EXTRACT PROVIDED:
┌──

Dealing with Florida's Heat and Humidity on the Bike.by Karen McGrath
Your bike may well ask you “Is it warm enough for you?” as you throw your leg over it, and you may well reply “Yes, yes it is.”
While it is futile to complain about the rise in temperatures, after all this is Florida, that doesn't mean that riding in the heat is something you should avoid, it just poses some challenges. So as the temperatures rise and the heat and humidity take their toll, keep these tips in mind to stay safe and ride smart.
1. Plan and Prepare: Think about planning a route ahead of time and let at least one other person know where you're going. Wear your Road ID. If you can, try and pick routes with some shade and a few convenient places to stop for hydration. Be sure to carry a cell phone and some cash for extra fluids for potential emergency scenarios.
2. Use your Head: Consider getting up before the sun to get an earlier start than normal so that you are not riding during the hottest parts of the day if possible. This is usually between 11 a.m. and 4 p.m. Wear appropriate microfiber clothing that will stay cooler and wick sweat away! And absolutely do not forget to apply sunscreen! Should you experience a flat or mechanical, try to find a shady spot to work on the bike instead of staying out in the sun.
3. Acclimate: Start out with rides that are shorter in length and be sure to maintain a moderate pace. Increase your mileage as your body becomes used to riding in the heat. Then you will be able to increase your rides in length as well as intensity.
4. Hydrate, hydrate hydrate: Drink water before you even get started on your ride. During your ride be sure to replace electrolytes drinking well before you are even thirsty. Always carry plenty of fluids, even if you're only planning for a short ride. It’s always better to have too much than too little! Plan to take in small amounts of fluids frequently (every 5 to 10 minutes) to stay on top of your hydration needs. Be sure not to wait for the feeling of extreme thirst; this could be one of the initial signs of heat exhaustion.

└──

MATERIAL SUPPLIED:
┌──

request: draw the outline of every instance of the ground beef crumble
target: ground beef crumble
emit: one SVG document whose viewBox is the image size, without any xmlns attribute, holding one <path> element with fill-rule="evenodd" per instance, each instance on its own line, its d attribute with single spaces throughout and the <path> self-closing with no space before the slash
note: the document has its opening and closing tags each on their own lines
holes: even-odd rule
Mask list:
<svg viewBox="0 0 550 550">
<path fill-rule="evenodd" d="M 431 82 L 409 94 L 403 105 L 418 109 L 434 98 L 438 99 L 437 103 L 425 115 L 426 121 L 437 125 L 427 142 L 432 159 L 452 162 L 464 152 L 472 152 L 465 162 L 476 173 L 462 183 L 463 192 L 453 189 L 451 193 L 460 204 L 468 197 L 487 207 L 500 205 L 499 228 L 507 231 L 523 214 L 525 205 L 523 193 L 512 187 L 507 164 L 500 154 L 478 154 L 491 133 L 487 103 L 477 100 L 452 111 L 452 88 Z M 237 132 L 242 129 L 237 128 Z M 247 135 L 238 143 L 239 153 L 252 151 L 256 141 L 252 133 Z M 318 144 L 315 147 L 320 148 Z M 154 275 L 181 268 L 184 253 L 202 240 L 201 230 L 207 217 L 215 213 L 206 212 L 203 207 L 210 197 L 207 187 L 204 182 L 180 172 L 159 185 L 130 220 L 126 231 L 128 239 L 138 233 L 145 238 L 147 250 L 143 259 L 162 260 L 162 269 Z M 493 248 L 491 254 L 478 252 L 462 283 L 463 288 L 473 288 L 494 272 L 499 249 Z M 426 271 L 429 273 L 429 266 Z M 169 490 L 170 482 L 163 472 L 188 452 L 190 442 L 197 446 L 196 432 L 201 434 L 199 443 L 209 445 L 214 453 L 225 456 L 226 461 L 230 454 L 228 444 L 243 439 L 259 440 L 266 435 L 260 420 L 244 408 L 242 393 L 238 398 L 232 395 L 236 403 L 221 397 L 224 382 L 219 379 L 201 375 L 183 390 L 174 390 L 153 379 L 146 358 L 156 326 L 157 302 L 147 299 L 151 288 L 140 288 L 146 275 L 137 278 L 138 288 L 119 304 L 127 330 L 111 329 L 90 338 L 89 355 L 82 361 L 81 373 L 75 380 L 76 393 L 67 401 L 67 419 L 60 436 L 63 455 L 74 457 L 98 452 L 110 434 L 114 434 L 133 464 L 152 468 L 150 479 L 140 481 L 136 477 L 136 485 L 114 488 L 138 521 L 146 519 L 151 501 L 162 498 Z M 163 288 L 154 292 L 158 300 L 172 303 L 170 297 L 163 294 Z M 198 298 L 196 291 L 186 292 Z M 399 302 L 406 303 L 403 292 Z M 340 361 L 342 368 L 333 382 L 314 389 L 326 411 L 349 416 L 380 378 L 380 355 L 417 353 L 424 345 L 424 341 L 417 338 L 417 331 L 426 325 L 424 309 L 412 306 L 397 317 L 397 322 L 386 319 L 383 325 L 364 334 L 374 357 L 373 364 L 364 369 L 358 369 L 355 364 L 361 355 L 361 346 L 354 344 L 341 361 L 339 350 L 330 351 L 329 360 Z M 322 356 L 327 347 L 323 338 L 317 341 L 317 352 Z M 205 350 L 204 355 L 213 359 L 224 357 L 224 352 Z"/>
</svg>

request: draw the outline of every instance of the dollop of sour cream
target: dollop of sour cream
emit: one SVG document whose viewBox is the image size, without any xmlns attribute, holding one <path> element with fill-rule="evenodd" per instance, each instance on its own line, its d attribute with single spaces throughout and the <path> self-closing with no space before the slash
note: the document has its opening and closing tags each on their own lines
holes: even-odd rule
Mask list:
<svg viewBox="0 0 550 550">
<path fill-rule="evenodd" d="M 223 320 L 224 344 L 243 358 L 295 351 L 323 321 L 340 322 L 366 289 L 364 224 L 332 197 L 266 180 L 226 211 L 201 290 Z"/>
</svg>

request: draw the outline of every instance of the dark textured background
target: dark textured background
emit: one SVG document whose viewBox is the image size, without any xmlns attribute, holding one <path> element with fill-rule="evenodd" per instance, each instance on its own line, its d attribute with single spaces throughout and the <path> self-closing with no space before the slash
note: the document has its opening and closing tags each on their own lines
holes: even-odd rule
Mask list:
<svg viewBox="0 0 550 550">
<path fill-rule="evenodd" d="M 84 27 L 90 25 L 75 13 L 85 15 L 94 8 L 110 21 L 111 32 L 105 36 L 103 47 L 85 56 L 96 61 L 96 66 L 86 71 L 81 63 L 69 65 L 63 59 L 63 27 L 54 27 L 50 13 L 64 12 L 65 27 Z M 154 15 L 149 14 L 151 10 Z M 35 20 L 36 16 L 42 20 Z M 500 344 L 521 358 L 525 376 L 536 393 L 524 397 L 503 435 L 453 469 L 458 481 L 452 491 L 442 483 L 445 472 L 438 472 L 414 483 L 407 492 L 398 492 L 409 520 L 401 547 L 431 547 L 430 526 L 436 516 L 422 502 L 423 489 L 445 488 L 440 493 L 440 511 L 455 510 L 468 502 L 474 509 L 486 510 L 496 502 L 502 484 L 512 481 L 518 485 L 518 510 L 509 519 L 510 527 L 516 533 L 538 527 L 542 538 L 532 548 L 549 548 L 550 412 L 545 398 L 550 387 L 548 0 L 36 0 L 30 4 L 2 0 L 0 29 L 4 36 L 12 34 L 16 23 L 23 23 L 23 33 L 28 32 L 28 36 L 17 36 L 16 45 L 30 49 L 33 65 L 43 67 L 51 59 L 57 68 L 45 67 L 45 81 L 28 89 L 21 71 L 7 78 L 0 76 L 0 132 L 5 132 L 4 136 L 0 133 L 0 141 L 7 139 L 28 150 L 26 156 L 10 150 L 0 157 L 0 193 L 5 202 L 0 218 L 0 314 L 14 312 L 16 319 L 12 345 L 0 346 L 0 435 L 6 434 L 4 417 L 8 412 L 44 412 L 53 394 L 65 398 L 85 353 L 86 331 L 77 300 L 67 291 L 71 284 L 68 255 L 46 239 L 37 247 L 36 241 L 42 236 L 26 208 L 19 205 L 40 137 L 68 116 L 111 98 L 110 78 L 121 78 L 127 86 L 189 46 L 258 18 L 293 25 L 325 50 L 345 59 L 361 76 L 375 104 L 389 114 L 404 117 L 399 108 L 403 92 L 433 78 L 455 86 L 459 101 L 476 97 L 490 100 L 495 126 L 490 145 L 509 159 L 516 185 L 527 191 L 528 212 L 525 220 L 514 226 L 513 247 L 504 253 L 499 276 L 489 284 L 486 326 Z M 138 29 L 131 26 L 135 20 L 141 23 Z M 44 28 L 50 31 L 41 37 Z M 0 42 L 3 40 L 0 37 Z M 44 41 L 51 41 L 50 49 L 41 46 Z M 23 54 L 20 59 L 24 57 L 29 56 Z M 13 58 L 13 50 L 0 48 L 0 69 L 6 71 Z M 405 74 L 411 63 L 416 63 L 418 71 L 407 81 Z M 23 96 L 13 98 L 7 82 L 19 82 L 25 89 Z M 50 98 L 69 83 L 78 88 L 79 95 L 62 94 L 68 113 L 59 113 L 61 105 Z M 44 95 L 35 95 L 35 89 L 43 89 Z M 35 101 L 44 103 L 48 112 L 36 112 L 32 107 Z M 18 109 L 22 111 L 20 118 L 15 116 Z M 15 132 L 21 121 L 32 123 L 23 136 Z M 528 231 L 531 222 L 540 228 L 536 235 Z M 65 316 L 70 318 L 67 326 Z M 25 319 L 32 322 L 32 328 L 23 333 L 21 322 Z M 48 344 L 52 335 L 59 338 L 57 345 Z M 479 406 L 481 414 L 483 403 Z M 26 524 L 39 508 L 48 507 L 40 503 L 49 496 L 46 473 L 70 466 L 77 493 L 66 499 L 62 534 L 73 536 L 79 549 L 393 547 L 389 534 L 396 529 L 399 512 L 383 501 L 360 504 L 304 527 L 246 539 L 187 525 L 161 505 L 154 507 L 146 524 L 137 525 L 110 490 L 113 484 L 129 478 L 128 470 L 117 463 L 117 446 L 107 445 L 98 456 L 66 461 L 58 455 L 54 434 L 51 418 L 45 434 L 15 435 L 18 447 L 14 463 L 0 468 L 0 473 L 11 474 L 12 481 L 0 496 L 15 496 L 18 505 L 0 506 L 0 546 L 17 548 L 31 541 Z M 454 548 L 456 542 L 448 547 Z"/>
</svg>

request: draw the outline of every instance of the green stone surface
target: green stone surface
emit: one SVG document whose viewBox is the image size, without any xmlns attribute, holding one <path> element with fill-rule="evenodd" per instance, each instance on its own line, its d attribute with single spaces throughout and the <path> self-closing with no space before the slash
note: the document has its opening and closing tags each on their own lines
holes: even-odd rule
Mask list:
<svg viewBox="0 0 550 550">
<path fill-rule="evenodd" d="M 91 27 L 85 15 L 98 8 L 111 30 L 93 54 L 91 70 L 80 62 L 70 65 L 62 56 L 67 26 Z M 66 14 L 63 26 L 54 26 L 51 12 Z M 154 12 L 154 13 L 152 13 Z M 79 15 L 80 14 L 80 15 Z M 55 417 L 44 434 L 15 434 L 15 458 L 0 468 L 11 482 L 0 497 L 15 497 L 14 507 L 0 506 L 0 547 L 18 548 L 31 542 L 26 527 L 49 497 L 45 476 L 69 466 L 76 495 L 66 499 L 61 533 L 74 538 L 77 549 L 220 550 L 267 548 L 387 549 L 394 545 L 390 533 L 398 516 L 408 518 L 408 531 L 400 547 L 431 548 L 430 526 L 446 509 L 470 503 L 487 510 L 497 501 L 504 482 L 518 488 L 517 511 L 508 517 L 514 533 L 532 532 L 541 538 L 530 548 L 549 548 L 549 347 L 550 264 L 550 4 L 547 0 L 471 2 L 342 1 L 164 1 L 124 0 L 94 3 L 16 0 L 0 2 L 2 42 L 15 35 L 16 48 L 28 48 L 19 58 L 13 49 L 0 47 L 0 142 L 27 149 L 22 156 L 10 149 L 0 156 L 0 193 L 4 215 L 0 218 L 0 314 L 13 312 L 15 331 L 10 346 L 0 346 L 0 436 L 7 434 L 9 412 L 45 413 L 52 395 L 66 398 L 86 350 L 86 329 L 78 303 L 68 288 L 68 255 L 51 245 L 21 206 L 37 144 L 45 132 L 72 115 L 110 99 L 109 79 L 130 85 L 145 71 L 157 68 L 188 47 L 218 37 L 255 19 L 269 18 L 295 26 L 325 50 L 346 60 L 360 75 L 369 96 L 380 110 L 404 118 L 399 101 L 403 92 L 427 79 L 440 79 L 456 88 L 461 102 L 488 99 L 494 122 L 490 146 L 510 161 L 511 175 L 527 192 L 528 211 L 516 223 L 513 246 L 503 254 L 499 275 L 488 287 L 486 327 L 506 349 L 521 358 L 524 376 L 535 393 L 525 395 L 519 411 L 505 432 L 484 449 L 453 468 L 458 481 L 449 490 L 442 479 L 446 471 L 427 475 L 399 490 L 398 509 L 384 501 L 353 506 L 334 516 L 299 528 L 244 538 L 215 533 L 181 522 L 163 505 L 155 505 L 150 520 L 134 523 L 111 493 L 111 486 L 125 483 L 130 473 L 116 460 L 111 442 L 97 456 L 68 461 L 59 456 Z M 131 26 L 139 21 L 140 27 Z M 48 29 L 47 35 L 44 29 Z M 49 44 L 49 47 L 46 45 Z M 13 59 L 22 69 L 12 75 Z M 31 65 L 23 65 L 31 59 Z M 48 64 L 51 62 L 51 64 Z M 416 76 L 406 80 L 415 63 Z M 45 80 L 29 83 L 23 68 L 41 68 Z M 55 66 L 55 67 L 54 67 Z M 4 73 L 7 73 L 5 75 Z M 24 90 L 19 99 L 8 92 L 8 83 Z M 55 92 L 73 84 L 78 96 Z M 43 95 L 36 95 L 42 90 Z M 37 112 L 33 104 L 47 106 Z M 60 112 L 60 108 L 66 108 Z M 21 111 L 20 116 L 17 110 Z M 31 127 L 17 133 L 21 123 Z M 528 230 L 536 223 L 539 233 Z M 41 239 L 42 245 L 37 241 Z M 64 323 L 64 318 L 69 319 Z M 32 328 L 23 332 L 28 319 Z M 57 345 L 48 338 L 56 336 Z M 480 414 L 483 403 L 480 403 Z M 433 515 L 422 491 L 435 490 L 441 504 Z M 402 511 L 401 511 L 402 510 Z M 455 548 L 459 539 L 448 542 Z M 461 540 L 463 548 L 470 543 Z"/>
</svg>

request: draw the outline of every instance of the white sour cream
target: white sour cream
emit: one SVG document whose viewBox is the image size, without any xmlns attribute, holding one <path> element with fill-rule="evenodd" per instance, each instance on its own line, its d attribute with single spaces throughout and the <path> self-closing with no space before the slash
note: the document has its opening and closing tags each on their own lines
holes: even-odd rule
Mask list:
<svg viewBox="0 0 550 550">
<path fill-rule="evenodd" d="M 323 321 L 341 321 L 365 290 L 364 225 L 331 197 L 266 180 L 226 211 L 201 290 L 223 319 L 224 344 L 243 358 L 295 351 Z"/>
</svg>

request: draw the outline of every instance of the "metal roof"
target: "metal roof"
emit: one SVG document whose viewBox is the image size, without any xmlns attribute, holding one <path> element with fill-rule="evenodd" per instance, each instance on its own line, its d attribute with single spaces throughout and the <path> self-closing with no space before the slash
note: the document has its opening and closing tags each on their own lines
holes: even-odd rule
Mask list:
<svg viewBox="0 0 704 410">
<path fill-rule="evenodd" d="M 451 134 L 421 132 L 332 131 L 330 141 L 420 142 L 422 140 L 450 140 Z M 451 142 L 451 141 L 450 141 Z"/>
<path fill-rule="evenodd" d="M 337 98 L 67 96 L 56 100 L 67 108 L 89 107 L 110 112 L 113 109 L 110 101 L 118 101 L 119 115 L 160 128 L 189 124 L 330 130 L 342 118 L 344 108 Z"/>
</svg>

└──

EXERCISE 1: Turn the paragraph beginning "1. Plan and Prepare" in the article on cycling in Florida's heat into a short bulleted list that keeps its main points.
EXERCISE 2:
Answer these from the article on cycling in Florida's heat:
(a) Between which hours are the hottest parts of the day usually found?
(b) How often should a rider take in small amounts of fluids?
(c) Where should a rider work on the bike after a flat or mechanical?
EXERCISE 3: Extend the article on cycling in Florida's heat, picking up after its final sentence.
The material above comes from a separate source and is unrelated to the article on cycling in Florida's heat.

EXERCISE RESULT 1:
- Plan your route ahead of time and tell at least one other person where you're going.
- Wear your Road ID.
- Choose routes with some shade and convenient places to stop for hydration where possible.
- Carry a cell phone and some cash for extra fluids in case of emergency.

EXERCISE RESULT 2:
(a) Between 11 a.m. and 4 p.m.
(b) Every 5 to 10 minutes.
(c) In a shady spot instead of in the sun.

EXERCISE RESULT 3:
5. Replace Electrolytes: For any rides in Florida, drink fluids with an electrolyte replacement in addition to water. Consider an electrolyte drink, such as Skratch or GU Brew. Electrolyte chews/gels to help maintain sodium levels and are easy to consume during the duration of the ride.
6. Recover: Recovery becomes even more critical when riding in the heat. Have something prepared to replenish your energy stores right after the ride that ideally has a 4:1 ratio of carbohydrates to protein. Continue to hydrate in the hours that follow to replace fluids lost during the ride. This will speed the recovery process and allow you to face the heat again tomorrow. Failing to do this will result in severe cramping and fatigue.The Florida heat and humidity can make cycling in the summer a potentially hazardous environment. But with the proper preparation and attention to the body's nutritional needs, the long days of summer make them ideal times to be on a bike. So get out there, have fun, be safe and PEDAL ON!